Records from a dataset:

==================================================

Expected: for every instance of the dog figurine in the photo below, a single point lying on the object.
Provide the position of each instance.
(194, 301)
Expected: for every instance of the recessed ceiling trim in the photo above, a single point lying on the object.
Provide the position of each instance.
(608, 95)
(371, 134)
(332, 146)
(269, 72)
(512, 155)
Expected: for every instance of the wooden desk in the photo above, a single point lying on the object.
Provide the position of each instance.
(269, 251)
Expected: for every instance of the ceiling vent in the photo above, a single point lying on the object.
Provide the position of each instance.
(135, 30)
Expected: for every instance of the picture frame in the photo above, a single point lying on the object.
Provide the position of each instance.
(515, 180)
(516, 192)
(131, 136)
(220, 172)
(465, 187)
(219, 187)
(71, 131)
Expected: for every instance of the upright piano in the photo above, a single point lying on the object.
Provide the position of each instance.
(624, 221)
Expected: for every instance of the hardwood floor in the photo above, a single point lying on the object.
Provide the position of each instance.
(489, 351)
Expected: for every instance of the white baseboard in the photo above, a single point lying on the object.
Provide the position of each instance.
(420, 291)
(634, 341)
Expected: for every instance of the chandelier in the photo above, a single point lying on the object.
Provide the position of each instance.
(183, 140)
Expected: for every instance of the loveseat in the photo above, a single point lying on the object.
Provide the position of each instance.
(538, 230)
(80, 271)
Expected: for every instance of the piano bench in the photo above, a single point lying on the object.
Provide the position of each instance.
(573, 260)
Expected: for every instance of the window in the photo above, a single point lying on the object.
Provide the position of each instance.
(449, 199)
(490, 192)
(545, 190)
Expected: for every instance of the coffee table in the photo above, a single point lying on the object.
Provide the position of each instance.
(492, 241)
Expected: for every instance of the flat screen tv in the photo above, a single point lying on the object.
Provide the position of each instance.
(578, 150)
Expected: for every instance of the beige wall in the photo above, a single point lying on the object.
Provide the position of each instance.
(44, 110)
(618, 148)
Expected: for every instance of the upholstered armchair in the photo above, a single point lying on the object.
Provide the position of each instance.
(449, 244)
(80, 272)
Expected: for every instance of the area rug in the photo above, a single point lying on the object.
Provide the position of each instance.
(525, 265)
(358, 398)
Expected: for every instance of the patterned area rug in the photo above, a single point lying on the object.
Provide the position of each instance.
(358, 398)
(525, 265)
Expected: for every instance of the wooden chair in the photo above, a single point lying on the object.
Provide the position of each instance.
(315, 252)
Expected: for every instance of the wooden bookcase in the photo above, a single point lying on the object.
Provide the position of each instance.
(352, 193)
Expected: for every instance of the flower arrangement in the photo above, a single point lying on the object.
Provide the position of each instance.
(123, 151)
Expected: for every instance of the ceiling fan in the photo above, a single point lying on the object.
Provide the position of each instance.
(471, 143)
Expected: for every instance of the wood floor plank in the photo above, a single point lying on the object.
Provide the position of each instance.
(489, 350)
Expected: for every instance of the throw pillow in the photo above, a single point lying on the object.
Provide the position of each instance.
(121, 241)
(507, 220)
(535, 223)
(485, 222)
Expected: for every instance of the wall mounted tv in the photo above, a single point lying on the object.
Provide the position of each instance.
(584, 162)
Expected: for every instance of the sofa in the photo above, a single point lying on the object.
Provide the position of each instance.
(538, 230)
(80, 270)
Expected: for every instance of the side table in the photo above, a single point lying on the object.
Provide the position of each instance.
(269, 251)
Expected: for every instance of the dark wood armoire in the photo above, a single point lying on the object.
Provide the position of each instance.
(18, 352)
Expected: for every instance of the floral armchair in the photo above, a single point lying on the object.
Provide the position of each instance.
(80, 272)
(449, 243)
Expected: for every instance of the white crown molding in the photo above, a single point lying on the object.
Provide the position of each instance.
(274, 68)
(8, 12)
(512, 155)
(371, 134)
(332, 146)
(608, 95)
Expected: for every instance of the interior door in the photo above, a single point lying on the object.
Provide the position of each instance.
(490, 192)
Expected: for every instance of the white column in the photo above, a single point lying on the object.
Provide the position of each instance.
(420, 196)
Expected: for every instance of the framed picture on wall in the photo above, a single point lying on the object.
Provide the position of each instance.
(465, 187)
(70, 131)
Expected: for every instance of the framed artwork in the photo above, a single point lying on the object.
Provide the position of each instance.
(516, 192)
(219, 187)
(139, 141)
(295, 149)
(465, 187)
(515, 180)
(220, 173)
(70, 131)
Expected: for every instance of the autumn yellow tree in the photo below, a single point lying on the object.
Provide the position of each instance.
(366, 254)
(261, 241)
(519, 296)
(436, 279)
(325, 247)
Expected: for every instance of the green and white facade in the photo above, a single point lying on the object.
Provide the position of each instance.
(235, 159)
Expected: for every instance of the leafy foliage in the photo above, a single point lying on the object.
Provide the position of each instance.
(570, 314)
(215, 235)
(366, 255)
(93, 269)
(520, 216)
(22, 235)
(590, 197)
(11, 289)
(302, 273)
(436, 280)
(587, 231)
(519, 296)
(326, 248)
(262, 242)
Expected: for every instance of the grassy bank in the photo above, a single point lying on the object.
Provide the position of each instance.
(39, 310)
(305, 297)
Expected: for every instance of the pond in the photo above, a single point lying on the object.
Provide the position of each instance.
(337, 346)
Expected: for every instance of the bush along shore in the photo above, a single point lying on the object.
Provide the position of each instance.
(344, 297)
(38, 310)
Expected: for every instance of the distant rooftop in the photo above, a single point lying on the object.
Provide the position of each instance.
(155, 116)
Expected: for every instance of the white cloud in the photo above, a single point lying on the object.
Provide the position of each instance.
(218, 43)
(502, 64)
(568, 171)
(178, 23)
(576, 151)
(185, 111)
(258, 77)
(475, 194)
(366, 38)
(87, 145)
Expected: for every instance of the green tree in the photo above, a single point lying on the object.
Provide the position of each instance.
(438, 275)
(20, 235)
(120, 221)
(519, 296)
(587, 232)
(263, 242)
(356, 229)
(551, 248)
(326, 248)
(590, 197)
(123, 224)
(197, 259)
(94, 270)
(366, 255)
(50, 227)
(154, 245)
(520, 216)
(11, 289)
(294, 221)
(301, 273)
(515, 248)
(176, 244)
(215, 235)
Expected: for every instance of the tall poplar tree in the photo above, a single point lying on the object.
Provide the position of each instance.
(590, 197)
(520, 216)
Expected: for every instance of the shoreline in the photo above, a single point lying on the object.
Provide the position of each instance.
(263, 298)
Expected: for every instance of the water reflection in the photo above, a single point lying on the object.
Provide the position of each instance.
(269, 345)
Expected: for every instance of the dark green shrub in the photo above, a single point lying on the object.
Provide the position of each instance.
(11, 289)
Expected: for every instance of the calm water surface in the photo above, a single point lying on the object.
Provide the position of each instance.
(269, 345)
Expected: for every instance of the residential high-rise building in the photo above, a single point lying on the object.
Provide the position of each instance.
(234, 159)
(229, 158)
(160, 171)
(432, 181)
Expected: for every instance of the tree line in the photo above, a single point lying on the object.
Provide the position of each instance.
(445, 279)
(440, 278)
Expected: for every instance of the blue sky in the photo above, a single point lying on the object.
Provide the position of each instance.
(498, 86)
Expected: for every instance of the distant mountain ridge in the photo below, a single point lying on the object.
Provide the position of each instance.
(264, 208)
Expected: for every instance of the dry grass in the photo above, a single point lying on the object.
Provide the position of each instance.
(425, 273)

==================================================

> **Stated goal**
Rewrite the lines starting at the one that contains "Expected: for every instance of the dry" and ending at the last line of the material, keeping the requests. Offset each number in the point coordinates by 78.

> **Exercise answer**
Expected: for every instance of the dry grass in the photo above, a single point lying on the object.
Provide the position of each instance.
(503, 351)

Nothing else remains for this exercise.